= Ketentuan Latihan =
Tulis ulang seluruh artikel tentang Laila Majnun dan Lailatul Qadr di bawah ini kata demi kata, tanpa mengubah apa pun.

Topic
Home / Narasi Islam / Artikel Lepas / Laila Majnun dan Lailatul Qadr

Laila Majnun dan Lailatul Qadr

Ilustrasi. (buzzerg.com)
Ilustrasi. (buzzerg.com)

dakwatuna.com – Qais bin Mulawwah, si Gila dalam epik “Laila Majnun”, tak kunjung berhasil melupakan Laila walaupun jodoh tak mempertemukan mereka. Maklumlah, Laila telah dipersunting laki-laki lain atas perintah orang tuanya.

Semakin hari, Qais pun makin rapuh. Namun, cintanya tak pernah pudar. Maka, ketika mendengar kabar Laila sakit, Qais ikut merasakannya.

Dia menulis,

يَقُوْلوُنَ لَيْلَى بِالْعِرَاقِ مَرِيْضَةٌ * فَأقْبَلْتُ مِنْ مِصْرَ إليْهَا أعُوْدُهَا

فَوَاللهِ مَا أدْرِي إذَا أنَا جِئْتُهَا * أَأُبْرِئُهَا مِنْ دَائِهَا أمْ أزِيدُهَا

Mereka mengabarkan, Laila di Irak tengah sakit * Aku (memutuskan) kembali dari Mesir untuk menjenguknya

Demi Allah, aku tak tahu jika aku mengunjunginya *

Apakah aku membantu membebaskannya dari rasa sakit, atau justru menambahkannya.

= Entri Hasil Ekstraksi =

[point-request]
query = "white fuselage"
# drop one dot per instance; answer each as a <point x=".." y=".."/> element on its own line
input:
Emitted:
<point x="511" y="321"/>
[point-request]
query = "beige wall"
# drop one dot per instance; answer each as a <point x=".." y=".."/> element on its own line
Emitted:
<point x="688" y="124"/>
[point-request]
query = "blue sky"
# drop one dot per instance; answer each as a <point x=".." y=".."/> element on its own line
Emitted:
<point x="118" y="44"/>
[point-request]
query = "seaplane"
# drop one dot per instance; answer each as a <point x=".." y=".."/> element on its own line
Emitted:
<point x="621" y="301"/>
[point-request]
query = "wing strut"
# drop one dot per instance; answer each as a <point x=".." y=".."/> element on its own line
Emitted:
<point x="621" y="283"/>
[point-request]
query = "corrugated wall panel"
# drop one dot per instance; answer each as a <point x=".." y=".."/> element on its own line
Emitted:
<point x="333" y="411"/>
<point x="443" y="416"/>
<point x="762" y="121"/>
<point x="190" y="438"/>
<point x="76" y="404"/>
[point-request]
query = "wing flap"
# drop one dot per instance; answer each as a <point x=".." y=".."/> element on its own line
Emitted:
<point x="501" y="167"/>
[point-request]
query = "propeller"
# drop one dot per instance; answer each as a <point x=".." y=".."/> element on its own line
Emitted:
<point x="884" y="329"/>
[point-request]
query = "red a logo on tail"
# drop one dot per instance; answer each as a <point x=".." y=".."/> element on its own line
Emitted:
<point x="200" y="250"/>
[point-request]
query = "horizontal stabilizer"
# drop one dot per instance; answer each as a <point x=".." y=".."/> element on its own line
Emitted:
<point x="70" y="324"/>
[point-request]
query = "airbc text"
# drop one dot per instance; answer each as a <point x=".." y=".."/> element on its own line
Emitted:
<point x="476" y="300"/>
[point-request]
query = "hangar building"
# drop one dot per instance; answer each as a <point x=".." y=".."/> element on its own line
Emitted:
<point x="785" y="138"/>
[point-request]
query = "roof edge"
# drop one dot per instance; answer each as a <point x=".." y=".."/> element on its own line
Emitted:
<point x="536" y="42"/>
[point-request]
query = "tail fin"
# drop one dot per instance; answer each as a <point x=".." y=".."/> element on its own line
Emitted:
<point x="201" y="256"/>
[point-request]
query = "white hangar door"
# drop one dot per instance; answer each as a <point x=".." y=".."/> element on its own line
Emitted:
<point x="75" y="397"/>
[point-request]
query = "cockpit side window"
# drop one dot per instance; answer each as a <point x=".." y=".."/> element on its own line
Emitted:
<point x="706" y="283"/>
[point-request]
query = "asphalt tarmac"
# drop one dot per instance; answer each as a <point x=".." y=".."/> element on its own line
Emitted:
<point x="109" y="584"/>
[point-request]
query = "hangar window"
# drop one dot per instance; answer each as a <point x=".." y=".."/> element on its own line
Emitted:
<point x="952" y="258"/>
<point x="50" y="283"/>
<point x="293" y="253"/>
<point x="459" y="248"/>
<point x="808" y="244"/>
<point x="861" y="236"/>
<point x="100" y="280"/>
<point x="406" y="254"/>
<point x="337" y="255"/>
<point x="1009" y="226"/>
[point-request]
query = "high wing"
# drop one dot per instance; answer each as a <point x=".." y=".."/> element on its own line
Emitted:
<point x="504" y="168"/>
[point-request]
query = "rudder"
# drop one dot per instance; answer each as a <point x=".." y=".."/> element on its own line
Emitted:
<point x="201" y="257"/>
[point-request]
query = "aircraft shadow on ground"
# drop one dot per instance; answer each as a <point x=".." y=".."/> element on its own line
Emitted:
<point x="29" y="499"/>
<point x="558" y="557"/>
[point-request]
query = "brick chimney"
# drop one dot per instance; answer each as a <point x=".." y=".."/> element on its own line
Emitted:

= Jawaban Latihan =
Topic
Home / Narasi Islam / Artikel Lepas / Laila Majnun dan Lailatul Qadr

Laila Majnun dan Lailatul Qadr

Ilustrasi. (buzzerg.com)
Ilustrasi. (buzzerg.com)

dakwatuna.com – Qais bin Mulawwah, si Gila dalam epik “Laila Majnun”, tak kunjung berhasil melupakan Laila walaupun jodoh tak mempertemukan mereka. Maklumlah, Laila telah dipersunting laki-laki lain atas perintah orang tuanya.

Semakin hari, Qais pun makin rapuh. Namun, cintanya tak pernah pudar. Maka, ketika mendengar kabar Laila sakit, Qais ikut merasakannya.

Dia menulis,

يَقُوْلوُنَ لَيْلَى بِالْعِرَاقِ مَرِيْضَةٌ * فَأقْبَلْتُ مِنْ مِصْرَ إليْهَا أعُوْدُهَا

فَوَاللهِ مَا أدْرِي إذَا أنَا جِئْتُهَا * أَأُبْرِئُهَا مِنْ دَائِهَا أمْ أزِيدُهَا

Mereka mengabarkan, Laila di Irak tengah sakit * Aku (memutuskan) kembali dari Mesir untuk menjenguknya

Demi Allah, aku tak tahu jika aku mengunjunginya *

Apakah aku membantu membebaskannya dari rasa sakit, atau justru menambahkannya.